### Provided text
☆ ☆ ☆
According to National Scleroderma, autoimmune diseases are becoming a major concern in the world. One such disease is Scleroderma, which has affected almost 300,000 people in the United States. Among the almost 200,000 people are affected by localized scleroderma, whereas 100,000 are among those who are suffering from systemic scleroderma.
Now, you might be thinking about how this disease is a major concern and how to identify and treat it. So, understand the scleroderma in detail, including its type and causes, and get better treatment.
What Is Meant By Scleroderma?
If you or any other person in your circle has swollen organs like hands or legs, which are also shiny in appearance, it might be possible that it is scleroderma. It is a rare autoimmune disease that affects the skin, including connective tissues of the joints, resulting in swelling. In some cases, it may also occur in internal organs of the body, which we call systemic scleroderma.
This is a long-lasting disease that is caused when the immune system accidentally damages the tissues while striking too much protein collagen. As a result, your skin gets tightened, and you experience pain in joints and other body parts. Additionally, it also causes scars in internal organs such as lungs, kidneys, and blood vessels, resulting in their malfunctioning.
You need to understand that it is not a contagious disease, which means it can’t be transferred from one person to another. But the sad thing is it is an incurable disease, but you can opt for some treatment methods to get relief. So, let’s find out what its type is and what its symptoms are so that you can get better treatment.
What Are The Types Of Scleroderma Disease
Now, you might have understood about scleroderma and its seriousness and the causes behind it. However, this autoimmune disease is a group of illnesses that causes various health issues in the body. Though this disease affects both genders, it still more often targets women between the ages of 30 and 50.
The scleroderma disease is caused both internally and externally and is separated into two categories. The scleroderma that affects the internal organs is specialized, and the diseases that affect the skin are localized scleroderma, which we have discussed below in detail.
1. Localized Scleroderma
Localized is a general form of scleroderma that mainly affects the skin or the underlying tissues in the upper layer of the body. These types of sclerosis are mostly caused in children, but at the same time, they can be seen in adults, too. It commonly appears in two forms, i.e. morphe and linear sclerosis.
You can observe the morphe when you find the oval-shaped patches on the lines of the skin. In this scleroderma, the organ usually becomes harder, showing red or purple patches, and becomes whitish in the center.
Another one is linear scleroderma, which thickens the blood vessels of different organs of the body. You can usually find these symptoms in the legs, arms, and even forehead of your face that may also affect internal.
2. Systemic Scleroderma
Next is systemic scleroderma, also known as systemic sclerosis is the most common type that mainly causes internal organs of the body. It is more serious than localized scleroderma, which targets the lungs, kidneys, blood vessels, and gastrointestinal tract. This disease is further categorized into five types according to their occurrence.
- First comes calcinosis, which is caused when nodules are formed under your skin or other organs due to calcium salts.
- The next scleroderma is caused when your esophagus doesn’t work properly, which is also known as esophageal dysfunction.
☆ ☆ ☆
Answer these questions about the scleroderma text:
1. About how many people in the United States does it say scleroderma has affected?
2. Which group does it say the disease targets more often?
3. What causes the nodules in calcinosis, according to the text?

### Given data
☆ ☆ ☆
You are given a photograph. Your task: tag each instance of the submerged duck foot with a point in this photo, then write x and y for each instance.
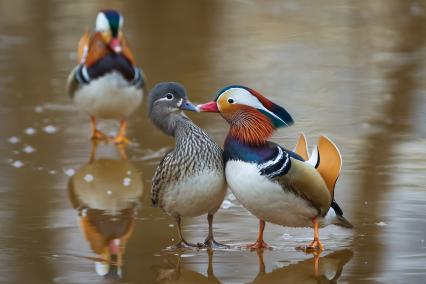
☆ ☆ ☆
### Response area
1. Almost 300,000 people.
2. Women between the ages of 30 and 50.
3. Calcium salts.